**Texte fourni:**
----
Les relations, plutôt tumultueuses ces derniers mois, entre certains princes de l’église catholique romaine et le pouvoir en place à Kinshasa, ont connu un peu de répit depuis quelques jours. En l’espace de 24 heures, la semaine dernière, les représentants des institutions de la République, en ce compris le chef de l’Etat et les évêques catholiques se sont rencontrés pour tenter d’aplanir le différend qui les oppose. Avec des succès mitigés.
Le 25 novembre 2021 à l’archevêché de Kinshasa, le cardinal Fridolin Ambongo, chef de file d’un groupe d’évêques de la CENCO résolument hostiles au président Tshisekedi, a reçu une délégation des responsables des institutions nationales conduite par le président de l’Assemblée nationale. La rencontre s’inscrivait manifestement dans le cadre de l’audience sollicitée auprès du chef de l’Etat au nom des confessions religieuses catholique et protestante par l’archevêque métropolitain de Kinshasa. Le lendemain, la même délégation est allée cette fois à la rencontre du président de l’ECC qui a engagé les protestants dans les rangs de l’opposition au pouvoir depuis son arrivée à la tête de cette confession religieuse.
----
**Tâches écrites:**
A - Relevez toutes les expressions du texte fourni où figure le mot « président », chacune avec les mots qui le complètent.
B - Répondez à ces questions d'après le texte fourni :
(i) Où le cardinal Fridolin Ambongo a-t-il reçu la délégation le 25 novembre 2021 ?
(ii) Qui conduisait cette délégation ?
(iii) En combien de temps les représentants des institutions et les évêques catholiques se sont-ils rencontrés la semaine dernière ?
C - Citez le passage du texte fourni depuis « Le 25 novembre » jusqu'à « cette confession religieuse. » inclus.
Les enregistrements ne proviennent pas de la même source que le texte fourni.
----
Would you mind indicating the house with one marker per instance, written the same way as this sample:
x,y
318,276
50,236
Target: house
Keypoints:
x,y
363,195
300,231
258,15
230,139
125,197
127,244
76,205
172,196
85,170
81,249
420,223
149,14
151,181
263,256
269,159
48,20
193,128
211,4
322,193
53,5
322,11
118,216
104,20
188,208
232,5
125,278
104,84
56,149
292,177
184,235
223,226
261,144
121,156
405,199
----
**Réponses par tâche:**
A -
président Tshisekedi
président de l'Assemblée nationale
président de l'ECC

B -
(i) À l'archevêché de Kinshasa.
(ii) Le président de l'Assemblée nationale.
(iii) En l'espace de 24 heures.

C -
Le 25 novembre 2021 à l’archevêché de Kinshasa, le cardinal Fridolin Ambongo, chef de file d’un groupe d’évêques de la CENCO résolument hostiles au président Tshisekedi, a reçu une délégation des responsables des institutions nationales conduite par le président de l’Assemblée nationale. La rencontre s’inscrivait manifestement dans le cadre de l’audience sollicitée auprès du chef de l’Etat au nom des confessions religieuses catholique et protestante par l’archevêque métropolitain de Kinshasa. Le lendemain, la même délégation est allée cette fois à la rencontre du président de l’ECC qui a engagé les protestants dans les rangs de l’opposition au pouvoir depuis son arrivée à la tête de cette confession religieuse.